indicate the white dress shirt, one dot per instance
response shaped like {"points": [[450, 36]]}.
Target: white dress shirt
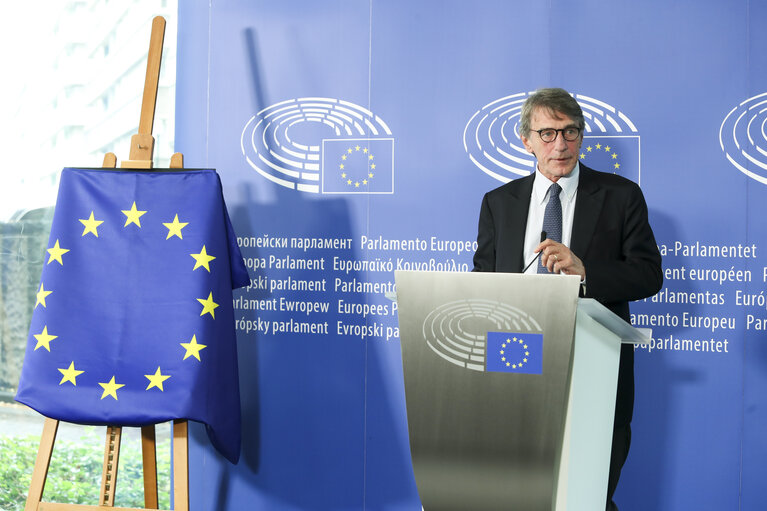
{"points": [[538, 200]]}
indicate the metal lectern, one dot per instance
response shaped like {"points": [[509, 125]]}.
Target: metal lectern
{"points": [[510, 386]]}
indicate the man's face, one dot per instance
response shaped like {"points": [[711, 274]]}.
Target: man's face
{"points": [[557, 158]]}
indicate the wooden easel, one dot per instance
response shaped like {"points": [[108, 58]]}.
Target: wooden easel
{"points": [[141, 151]]}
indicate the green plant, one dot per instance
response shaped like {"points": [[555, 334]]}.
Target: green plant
{"points": [[74, 476]]}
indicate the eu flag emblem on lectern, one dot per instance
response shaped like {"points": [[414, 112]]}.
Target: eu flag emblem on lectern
{"points": [[510, 352], [133, 323]]}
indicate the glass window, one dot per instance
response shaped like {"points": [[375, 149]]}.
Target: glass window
{"points": [[73, 94]]}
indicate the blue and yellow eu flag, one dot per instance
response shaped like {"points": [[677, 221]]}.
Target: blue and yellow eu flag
{"points": [[133, 323], [511, 352]]}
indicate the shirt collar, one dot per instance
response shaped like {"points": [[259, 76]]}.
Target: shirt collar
{"points": [[569, 184]]}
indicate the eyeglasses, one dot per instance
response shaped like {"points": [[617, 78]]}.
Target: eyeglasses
{"points": [[550, 134]]}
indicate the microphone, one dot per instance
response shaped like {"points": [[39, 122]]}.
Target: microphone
{"points": [[543, 237]]}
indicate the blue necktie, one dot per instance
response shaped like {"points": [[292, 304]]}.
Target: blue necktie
{"points": [[552, 220]]}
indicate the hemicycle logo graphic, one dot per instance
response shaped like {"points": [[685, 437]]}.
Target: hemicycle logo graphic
{"points": [[321, 145], [458, 331], [611, 141], [743, 137]]}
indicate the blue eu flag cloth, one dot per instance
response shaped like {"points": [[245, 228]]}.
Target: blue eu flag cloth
{"points": [[512, 352], [133, 322]]}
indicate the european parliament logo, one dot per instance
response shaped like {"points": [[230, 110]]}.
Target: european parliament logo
{"points": [[491, 140], [479, 335], [510, 352], [743, 139], [359, 165], [321, 145]]}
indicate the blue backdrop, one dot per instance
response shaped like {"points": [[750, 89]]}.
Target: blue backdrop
{"points": [[357, 137]]}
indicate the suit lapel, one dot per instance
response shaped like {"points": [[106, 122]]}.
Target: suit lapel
{"points": [[588, 205], [518, 206]]}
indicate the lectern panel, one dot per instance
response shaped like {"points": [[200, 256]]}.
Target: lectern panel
{"points": [[487, 358]]}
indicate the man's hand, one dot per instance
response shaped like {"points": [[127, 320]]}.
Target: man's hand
{"points": [[558, 258]]}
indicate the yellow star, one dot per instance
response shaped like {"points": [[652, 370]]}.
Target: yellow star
{"points": [[156, 379], [70, 374], [193, 348], [174, 227], [208, 305], [110, 388], [44, 339], [56, 253], [41, 296], [202, 259], [133, 215], [91, 225]]}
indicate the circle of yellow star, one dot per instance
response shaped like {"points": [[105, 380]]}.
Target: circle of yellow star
{"points": [[133, 215], [174, 227], [193, 348], [56, 252], [41, 296], [70, 374], [202, 259], [110, 388], [44, 339], [91, 225], [156, 379], [208, 306]]}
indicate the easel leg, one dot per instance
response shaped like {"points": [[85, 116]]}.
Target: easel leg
{"points": [[149, 456], [111, 462], [42, 463], [181, 465]]}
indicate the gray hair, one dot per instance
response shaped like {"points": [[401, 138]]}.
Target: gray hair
{"points": [[556, 101]]}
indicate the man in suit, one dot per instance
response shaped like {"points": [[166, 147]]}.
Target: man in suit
{"points": [[597, 227]]}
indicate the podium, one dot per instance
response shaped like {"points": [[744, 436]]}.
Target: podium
{"points": [[510, 385]]}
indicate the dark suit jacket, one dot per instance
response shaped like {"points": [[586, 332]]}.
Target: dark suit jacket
{"points": [[611, 235]]}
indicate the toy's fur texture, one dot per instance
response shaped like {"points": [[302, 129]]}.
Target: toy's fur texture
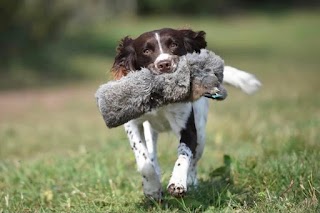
{"points": [[142, 91]]}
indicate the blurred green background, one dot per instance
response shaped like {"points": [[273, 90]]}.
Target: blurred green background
{"points": [[56, 153]]}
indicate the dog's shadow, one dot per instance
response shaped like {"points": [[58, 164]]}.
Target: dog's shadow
{"points": [[216, 192]]}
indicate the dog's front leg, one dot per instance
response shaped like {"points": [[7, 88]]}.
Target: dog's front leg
{"points": [[150, 179], [187, 148]]}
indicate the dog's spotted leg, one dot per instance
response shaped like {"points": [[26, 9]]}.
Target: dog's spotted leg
{"points": [[178, 181], [186, 150], [151, 138], [200, 110], [150, 180]]}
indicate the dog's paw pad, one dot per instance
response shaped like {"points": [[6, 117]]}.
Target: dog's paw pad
{"points": [[177, 190]]}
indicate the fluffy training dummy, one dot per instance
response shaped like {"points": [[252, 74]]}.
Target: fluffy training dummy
{"points": [[197, 75]]}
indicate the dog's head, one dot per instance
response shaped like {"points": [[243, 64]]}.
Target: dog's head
{"points": [[157, 50]]}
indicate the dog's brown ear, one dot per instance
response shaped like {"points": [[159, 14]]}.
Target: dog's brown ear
{"points": [[125, 58], [194, 41]]}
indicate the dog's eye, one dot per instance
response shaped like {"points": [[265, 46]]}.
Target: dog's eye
{"points": [[146, 51], [173, 45]]}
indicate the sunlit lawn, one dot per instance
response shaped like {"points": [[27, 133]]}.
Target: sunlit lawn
{"points": [[57, 155]]}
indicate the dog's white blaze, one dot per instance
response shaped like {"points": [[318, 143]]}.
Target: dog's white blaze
{"points": [[158, 40]]}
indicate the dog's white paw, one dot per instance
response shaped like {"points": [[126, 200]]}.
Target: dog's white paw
{"points": [[177, 189]]}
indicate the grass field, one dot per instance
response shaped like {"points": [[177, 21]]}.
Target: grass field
{"points": [[262, 151]]}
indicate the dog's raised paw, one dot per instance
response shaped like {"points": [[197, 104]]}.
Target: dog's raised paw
{"points": [[177, 190]]}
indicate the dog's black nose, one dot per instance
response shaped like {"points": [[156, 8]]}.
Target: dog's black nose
{"points": [[164, 65]]}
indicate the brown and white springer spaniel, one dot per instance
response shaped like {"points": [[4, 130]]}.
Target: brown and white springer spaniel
{"points": [[159, 51]]}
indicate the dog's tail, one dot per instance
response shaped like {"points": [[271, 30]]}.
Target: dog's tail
{"points": [[245, 81]]}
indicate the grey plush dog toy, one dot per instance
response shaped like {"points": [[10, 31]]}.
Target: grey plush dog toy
{"points": [[197, 75]]}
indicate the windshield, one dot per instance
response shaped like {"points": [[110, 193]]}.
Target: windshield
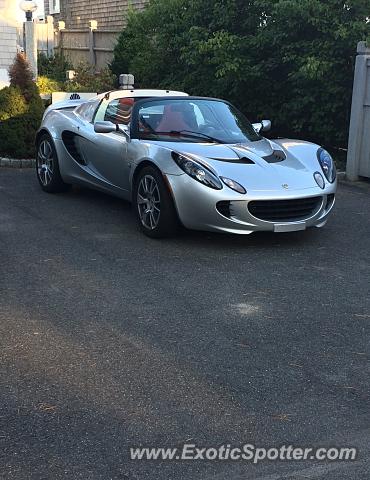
{"points": [[193, 120]]}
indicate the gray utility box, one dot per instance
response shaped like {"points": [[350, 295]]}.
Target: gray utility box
{"points": [[358, 159]]}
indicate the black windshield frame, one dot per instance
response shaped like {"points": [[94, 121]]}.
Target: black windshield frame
{"points": [[136, 134]]}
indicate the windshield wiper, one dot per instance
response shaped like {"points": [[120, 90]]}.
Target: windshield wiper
{"points": [[191, 134]]}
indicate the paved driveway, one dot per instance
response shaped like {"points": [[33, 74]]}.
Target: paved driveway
{"points": [[111, 340]]}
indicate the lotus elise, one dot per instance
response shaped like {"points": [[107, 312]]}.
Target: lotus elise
{"points": [[183, 160]]}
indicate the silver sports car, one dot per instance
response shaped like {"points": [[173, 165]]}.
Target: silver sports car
{"points": [[185, 160]]}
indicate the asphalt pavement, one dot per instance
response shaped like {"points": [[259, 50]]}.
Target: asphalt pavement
{"points": [[111, 340]]}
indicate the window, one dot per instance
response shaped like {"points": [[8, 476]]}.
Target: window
{"points": [[193, 120], [54, 6], [88, 109], [119, 111]]}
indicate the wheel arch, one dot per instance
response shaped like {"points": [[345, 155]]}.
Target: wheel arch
{"points": [[40, 133], [149, 163]]}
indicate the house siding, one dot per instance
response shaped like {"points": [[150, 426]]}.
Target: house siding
{"points": [[8, 39], [109, 14]]}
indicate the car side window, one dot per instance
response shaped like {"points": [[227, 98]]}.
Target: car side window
{"points": [[119, 111], [87, 110]]}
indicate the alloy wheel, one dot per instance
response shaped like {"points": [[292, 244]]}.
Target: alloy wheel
{"points": [[149, 202], [45, 162]]}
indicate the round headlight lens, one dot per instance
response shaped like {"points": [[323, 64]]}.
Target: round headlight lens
{"points": [[197, 171], [233, 185], [327, 164], [319, 179]]}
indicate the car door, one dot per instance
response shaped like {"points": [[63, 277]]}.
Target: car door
{"points": [[105, 154]]}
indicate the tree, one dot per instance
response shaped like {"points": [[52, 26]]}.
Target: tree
{"points": [[290, 60]]}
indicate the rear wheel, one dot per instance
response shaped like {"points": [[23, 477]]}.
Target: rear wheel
{"points": [[154, 208], [47, 166]]}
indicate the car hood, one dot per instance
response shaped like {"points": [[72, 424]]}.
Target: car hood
{"points": [[260, 174]]}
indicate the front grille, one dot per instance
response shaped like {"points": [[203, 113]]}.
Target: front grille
{"points": [[284, 210], [223, 207]]}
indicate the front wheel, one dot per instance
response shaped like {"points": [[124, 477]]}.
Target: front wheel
{"points": [[47, 166], [154, 208]]}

AIM OF THE EXERCISE: Take the records above and return, word for word, only the lines that fall from the line with "indicate the car side" to the line with "indicate the rear wheel, one dot per instance", both of them included.

EXPECTED ANSWER:
indicate the car side window, one dot per instance
response shaped like {"points": [[227, 98]]}.
Target: car side window
{"points": [[119, 111], [87, 110]]}
indicate the alloy wheel, one dot per instance
response shaped like {"points": [[292, 244]]}.
Target: alloy wheel
{"points": [[149, 202], [45, 162]]}
indicate the round headlight lens, one dot per instance
response shaped like {"points": [[323, 64]]}.
Target: round headlight lens
{"points": [[197, 171], [233, 185], [327, 164], [319, 179]]}
indicate the car door, one dot per instance
response shaped like {"points": [[63, 277]]}.
Target: car door
{"points": [[105, 154]]}
indicate the tree, one dot per instance
response shaped like {"points": [[52, 26]]}.
Target: tree
{"points": [[290, 60]]}
indicate the rear wheel, one dot per instance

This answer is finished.